**Directive A**
Copy out each line of the records below that contains the string "coastal", matching case exactly.

*** Document section

Elton John’s ‘Tammy Faye’ closed early on Broadway: Does religious musical have a prayer at the Tonys?
This week, Elton John’s “Tammy Faye” musical closed on Broadway after only 24 previews and 29 regular performances. Although the show, about the rise and fall of televangelist Tammy Faye Bakker, concluded its run on Dec. 8 as the Rocket Man’s worst-performing musical in New York following blockbuster successes “The Lion King,” “Billy Elliot: The Musical,” and “Aida,” “Tammy Faye” is hardly the only original musical with a religious theme to shutter unceremoniously in the past decade-plus. With the notable exception of “The Book of Mormon,” with its nine Tony Awards and 5,000 performances and counting, audiences have been singing from a different hymn sheet than these faith-based offerings.

******
*** Data for processing

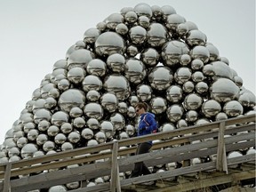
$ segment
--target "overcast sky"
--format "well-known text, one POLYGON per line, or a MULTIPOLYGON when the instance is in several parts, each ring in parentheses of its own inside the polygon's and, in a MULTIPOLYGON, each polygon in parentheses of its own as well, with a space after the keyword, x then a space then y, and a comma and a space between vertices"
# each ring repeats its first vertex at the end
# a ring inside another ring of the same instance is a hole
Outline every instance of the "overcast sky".
MULTIPOLYGON (((137 0, 0 0, 0 144, 27 101, 67 50, 137 0)), ((196 24, 255 94, 255 0, 147 0, 172 5, 196 24)))

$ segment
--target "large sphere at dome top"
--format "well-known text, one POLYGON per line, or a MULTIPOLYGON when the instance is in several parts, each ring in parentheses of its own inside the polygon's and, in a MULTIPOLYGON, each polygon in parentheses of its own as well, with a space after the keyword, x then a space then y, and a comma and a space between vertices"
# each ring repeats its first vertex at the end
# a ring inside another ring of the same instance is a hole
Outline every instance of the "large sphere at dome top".
POLYGON ((115 32, 105 32, 100 35, 95 42, 95 52, 100 56, 109 56, 113 53, 123 54, 125 44, 121 36, 115 32))
POLYGON ((64 92, 59 100, 59 106, 61 110, 68 113, 70 112, 74 107, 82 108, 85 103, 85 93, 77 89, 69 89, 64 92))
POLYGON ((188 45, 180 41, 173 40, 167 42, 162 48, 161 56, 167 66, 174 66, 180 62, 180 57, 188 54, 188 45))

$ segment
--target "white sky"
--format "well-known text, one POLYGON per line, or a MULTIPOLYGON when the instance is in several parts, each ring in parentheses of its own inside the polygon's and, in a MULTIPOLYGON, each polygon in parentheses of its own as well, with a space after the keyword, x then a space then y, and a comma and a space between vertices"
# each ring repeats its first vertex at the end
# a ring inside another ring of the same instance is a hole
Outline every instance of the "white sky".
MULTIPOLYGON (((196 24, 255 94, 254 0, 147 0, 196 24)), ((0 0, 0 144, 53 64, 85 30, 137 0, 0 0)))

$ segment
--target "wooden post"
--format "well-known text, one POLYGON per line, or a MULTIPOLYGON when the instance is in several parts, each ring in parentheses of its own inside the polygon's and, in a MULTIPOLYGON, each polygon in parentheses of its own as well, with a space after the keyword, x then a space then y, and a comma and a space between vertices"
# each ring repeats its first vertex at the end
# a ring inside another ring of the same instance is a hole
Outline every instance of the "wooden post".
POLYGON ((4 190, 3 190, 3 192, 11 191, 11 186, 10 186, 11 169, 12 169, 12 164, 8 163, 6 164, 5 172, 4 172, 4 190))
POLYGON ((113 143, 112 149, 112 161, 111 161, 111 181, 110 181, 110 191, 121 192, 120 178, 119 178, 119 166, 117 162, 118 155, 118 142, 113 143))
POLYGON ((225 133, 225 122, 221 122, 220 124, 219 136, 218 136, 216 169, 219 172, 224 171, 228 174, 228 164, 227 164, 224 133, 225 133))

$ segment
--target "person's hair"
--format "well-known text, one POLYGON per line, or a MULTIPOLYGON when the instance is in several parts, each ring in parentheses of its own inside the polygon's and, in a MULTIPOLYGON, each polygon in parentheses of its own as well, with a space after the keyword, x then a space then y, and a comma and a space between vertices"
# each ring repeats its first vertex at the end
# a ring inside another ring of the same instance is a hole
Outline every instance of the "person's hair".
POLYGON ((137 103, 136 108, 143 108, 145 109, 145 111, 148 111, 148 104, 146 102, 139 102, 139 103, 137 103))

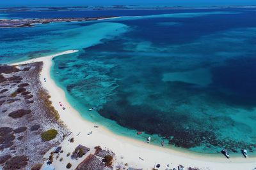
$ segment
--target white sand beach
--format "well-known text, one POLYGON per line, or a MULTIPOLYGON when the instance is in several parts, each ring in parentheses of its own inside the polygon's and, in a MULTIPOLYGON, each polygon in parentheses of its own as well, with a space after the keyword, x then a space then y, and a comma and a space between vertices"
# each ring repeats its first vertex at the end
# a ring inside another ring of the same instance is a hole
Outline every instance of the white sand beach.
MULTIPOLYGON (((51 100, 53 106, 58 111, 61 120, 72 132, 72 136, 68 136, 61 144, 63 153, 60 157, 63 158, 62 162, 54 159, 52 166, 56 169, 66 169, 66 165, 71 162, 72 166, 70 169, 74 169, 76 166, 84 159, 72 160, 70 157, 67 157, 67 153, 72 153, 74 148, 79 144, 90 148, 90 153, 93 153, 93 148, 100 146, 102 148, 108 148, 116 154, 114 169, 118 164, 127 163, 129 167, 134 168, 143 168, 152 169, 155 165, 160 164, 159 169, 165 169, 167 165, 168 168, 177 169, 178 165, 182 165, 187 169, 188 167, 196 167, 200 169, 253 169, 256 167, 256 158, 247 159, 241 157, 232 157, 229 159, 223 157, 212 157, 206 154, 194 154, 185 153, 176 150, 166 149, 161 146, 154 146, 145 142, 137 141, 127 137, 116 135, 106 128, 99 125, 99 128, 93 127, 95 125, 90 122, 83 118, 75 109, 68 103, 65 92, 56 85, 51 78, 50 70, 52 64, 52 59, 54 57, 65 54, 77 52, 77 50, 68 50, 56 55, 46 56, 25 62, 13 64, 21 64, 37 61, 44 62, 43 69, 40 74, 40 80, 43 87, 51 96, 51 100), (44 81, 44 78, 46 82, 44 81), (62 110, 59 102, 64 104, 66 109, 62 110), (88 133, 92 131, 92 134, 88 133), (77 134, 79 134, 78 136, 77 134), (70 143, 68 140, 74 138, 74 142, 70 143), (139 157, 141 158, 140 159, 139 157)), ((65 57, 65 55, 61 56, 65 57)), ((221 153, 220 153, 221 154, 221 153)), ((87 155, 87 154, 86 154, 87 155)), ((49 157, 49 153, 45 157, 49 157)))

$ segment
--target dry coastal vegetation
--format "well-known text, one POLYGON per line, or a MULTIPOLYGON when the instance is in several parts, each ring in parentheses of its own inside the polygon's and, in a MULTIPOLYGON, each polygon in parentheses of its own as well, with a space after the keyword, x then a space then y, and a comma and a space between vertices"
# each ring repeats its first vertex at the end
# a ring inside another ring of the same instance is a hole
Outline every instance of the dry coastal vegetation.
POLYGON ((39 169, 70 134, 42 87, 42 64, 0 66, 0 169, 39 169))

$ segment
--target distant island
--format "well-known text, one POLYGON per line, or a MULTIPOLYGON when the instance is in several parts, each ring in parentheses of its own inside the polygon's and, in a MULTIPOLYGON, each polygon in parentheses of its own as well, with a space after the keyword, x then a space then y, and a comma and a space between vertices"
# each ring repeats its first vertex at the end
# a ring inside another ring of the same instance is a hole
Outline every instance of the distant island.
POLYGON ((84 10, 185 10, 185 9, 208 9, 208 8, 256 8, 255 5, 212 5, 188 7, 180 5, 166 6, 143 6, 143 5, 98 5, 98 6, 13 6, 0 7, 0 12, 13 11, 63 11, 84 10))
POLYGON ((26 18, 26 19, 0 19, 0 28, 30 27, 35 24, 46 24, 51 22, 81 22, 113 18, 113 17, 101 17, 92 18, 26 18))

******

**Directive B**
Reproduce the article above about the "Tammy Faye" musical word for word, in full.

**Solution A**
--target dry coastal vegetation
Outline every instance of the dry coastal vegetation.

**Solution B**
Elton John’s ‘Tammy Faye’ closed early on Broadway: Does religious musical have a prayer at the Tonys?
This week, Elton John’s “Tammy Faye” musical closed on Broadway after only 24 previews and 29 regular performances. Although the show, about the rise and fall of televangelist Tammy Faye Bakker, concluded its run on Dec. 8 as the Rocket Man’s worst-performing musical in New York following blockbuster successes “The Lion King,” “Billy Elliot: The Musical,” and “Aida,” “Tammy Faye” is hardly the only original musical with a religious theme to shutter unceremoniously in the past decade-plus. With the notable exception of “The Book of Mormon,” with its nine Tony Awards and 5,000 performances and counting, audiences have been singing from a different hymn sheet than these faith-based offerings.